--- Trecho ---
++++++++

Nesse percurso da Índia à Europa, atravessaram a Ásia Central, o Oriente Médio e a Grécia, onde permaneceram por um bom tempo. O nome cigano, entretanto, surgiu de um mal-entendido: aos serem indagados sobre suas origens pelos europeus, afirmavam ser provenientes do pequeno Egito, região grega, e não o país. Daí cogitar-se que suas origens fossem egípcias, o que redundou nas denominações gypsies, zingari, zigeuners, tsiganes, gitanos, ciganos. As primeiras informações confiáveis datam de 1417, quando vários registros atestam que visitaram a Alemanha. No começo do século 16, já estavam em todo o continente, inclusive na Inglaterra.

++++++++

--- Entradas do conjunto de dados ---

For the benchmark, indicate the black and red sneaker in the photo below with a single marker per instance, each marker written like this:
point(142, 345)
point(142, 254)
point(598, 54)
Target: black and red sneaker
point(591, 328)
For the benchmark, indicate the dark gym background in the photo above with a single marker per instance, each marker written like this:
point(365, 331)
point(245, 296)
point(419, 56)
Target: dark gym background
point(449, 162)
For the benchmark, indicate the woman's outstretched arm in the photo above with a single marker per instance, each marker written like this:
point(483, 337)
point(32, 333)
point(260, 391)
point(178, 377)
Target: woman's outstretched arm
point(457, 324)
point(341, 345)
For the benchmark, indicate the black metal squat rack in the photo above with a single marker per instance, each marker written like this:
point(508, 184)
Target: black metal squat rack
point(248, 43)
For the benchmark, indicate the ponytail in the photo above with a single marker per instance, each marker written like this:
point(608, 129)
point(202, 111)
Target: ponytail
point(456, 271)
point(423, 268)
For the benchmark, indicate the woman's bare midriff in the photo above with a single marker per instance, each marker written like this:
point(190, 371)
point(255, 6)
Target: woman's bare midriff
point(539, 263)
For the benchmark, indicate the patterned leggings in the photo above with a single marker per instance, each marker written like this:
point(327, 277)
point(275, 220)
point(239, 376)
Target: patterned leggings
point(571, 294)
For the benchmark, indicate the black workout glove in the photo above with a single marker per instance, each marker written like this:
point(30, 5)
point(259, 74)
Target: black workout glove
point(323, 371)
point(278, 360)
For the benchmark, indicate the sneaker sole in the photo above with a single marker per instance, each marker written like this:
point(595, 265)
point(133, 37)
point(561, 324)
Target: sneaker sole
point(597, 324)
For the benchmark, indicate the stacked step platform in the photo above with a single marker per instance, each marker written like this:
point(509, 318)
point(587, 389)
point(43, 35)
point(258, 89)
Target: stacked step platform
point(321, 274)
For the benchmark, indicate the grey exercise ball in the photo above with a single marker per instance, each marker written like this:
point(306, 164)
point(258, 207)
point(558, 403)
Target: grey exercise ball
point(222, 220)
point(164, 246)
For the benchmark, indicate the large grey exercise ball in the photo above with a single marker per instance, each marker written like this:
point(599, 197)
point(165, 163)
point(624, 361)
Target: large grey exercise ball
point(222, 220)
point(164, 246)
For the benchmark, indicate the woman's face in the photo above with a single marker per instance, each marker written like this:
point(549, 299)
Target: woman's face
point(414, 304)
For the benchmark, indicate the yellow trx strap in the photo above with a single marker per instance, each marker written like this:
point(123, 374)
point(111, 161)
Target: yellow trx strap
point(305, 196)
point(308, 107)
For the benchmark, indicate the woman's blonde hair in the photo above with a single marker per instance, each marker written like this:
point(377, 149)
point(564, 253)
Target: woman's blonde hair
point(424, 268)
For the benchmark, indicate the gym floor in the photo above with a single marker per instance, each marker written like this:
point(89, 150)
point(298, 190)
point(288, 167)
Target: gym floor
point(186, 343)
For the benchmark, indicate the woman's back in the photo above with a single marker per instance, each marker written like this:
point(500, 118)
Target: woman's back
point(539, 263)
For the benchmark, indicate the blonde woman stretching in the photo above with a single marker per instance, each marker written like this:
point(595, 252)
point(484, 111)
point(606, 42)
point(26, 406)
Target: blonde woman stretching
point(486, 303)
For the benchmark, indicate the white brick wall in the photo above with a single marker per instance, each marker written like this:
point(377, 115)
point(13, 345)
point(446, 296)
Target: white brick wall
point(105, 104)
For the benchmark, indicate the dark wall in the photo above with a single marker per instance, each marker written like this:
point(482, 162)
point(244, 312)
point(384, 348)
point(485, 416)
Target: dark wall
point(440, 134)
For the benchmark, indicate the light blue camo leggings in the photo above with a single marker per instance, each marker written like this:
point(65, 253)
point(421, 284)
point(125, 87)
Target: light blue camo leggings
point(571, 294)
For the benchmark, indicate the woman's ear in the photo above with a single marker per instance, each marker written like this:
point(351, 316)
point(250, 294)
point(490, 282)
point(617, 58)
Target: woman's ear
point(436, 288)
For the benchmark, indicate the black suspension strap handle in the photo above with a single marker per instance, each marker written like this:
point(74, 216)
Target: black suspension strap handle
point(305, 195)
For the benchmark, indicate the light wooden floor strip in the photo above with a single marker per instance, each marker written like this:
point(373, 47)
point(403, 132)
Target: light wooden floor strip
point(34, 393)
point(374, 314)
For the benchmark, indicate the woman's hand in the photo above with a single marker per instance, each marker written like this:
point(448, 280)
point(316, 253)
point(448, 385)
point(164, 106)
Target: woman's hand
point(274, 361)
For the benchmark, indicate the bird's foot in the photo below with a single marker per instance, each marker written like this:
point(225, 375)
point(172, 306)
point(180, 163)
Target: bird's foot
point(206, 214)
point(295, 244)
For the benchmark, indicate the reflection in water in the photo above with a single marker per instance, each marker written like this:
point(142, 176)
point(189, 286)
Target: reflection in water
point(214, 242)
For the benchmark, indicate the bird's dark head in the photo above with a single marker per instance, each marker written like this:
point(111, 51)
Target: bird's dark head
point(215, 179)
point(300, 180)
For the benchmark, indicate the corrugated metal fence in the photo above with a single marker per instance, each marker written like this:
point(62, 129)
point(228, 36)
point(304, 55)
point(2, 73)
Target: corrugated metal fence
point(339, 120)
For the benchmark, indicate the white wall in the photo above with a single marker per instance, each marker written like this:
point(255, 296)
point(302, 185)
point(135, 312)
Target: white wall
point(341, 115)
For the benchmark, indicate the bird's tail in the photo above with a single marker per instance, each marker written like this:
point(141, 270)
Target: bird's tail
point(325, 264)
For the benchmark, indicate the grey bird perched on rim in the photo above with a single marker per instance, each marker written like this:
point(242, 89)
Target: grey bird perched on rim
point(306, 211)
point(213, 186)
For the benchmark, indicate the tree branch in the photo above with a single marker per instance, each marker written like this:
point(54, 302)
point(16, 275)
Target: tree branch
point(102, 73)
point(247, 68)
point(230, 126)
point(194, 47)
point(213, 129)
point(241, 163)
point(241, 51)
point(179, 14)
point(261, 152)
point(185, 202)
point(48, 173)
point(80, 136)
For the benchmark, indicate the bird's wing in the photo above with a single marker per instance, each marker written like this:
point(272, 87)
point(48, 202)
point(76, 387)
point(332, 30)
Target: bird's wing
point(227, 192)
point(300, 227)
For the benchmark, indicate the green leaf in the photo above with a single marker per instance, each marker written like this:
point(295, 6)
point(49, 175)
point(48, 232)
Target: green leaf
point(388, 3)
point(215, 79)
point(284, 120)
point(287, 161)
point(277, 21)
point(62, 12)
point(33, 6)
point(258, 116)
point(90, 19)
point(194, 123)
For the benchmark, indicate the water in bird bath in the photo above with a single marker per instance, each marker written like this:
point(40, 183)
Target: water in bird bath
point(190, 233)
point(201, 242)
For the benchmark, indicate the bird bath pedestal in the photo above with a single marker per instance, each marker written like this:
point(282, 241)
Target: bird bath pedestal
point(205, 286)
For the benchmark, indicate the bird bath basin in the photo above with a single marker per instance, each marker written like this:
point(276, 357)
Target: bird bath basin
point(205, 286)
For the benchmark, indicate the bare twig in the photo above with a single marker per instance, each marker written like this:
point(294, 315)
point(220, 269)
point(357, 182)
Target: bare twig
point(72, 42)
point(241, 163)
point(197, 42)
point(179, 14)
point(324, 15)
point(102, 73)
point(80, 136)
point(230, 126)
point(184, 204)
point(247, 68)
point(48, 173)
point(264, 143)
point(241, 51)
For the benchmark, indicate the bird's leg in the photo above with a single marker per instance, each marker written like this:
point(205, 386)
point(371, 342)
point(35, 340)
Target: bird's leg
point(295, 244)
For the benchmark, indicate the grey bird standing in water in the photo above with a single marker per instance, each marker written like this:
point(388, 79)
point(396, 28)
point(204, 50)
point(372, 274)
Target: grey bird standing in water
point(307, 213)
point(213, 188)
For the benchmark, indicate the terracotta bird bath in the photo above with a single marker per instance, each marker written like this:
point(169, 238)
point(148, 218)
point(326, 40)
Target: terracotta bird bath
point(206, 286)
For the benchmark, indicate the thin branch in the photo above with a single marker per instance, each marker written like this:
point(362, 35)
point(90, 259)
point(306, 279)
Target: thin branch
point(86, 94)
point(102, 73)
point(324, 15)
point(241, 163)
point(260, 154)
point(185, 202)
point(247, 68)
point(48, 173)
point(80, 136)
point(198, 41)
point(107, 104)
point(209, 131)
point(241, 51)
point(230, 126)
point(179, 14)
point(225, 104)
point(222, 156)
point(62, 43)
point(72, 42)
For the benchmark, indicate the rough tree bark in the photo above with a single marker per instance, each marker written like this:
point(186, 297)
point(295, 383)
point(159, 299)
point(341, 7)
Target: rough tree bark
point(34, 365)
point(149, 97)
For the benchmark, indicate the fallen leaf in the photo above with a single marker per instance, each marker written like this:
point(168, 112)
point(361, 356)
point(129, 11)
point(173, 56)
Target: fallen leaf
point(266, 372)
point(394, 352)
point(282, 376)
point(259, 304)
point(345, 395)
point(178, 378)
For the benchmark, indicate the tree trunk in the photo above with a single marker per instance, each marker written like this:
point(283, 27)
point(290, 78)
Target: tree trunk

++++++++

Responda com base no trecho sobre a origem dos ciganos:
1. No caminho da Índia à Europa, em que lugar eles ficaram por um bom tempo?
2. De que ano são as primeiras informações confiáveis sobre eles?
3. No começo de que século eles já estavam em todo o continente?
Os registros não têm nenhum papel nesta atividade.

--- Resposta ---
1. Na Grécia.
2. De 1417.
3. Do século 16.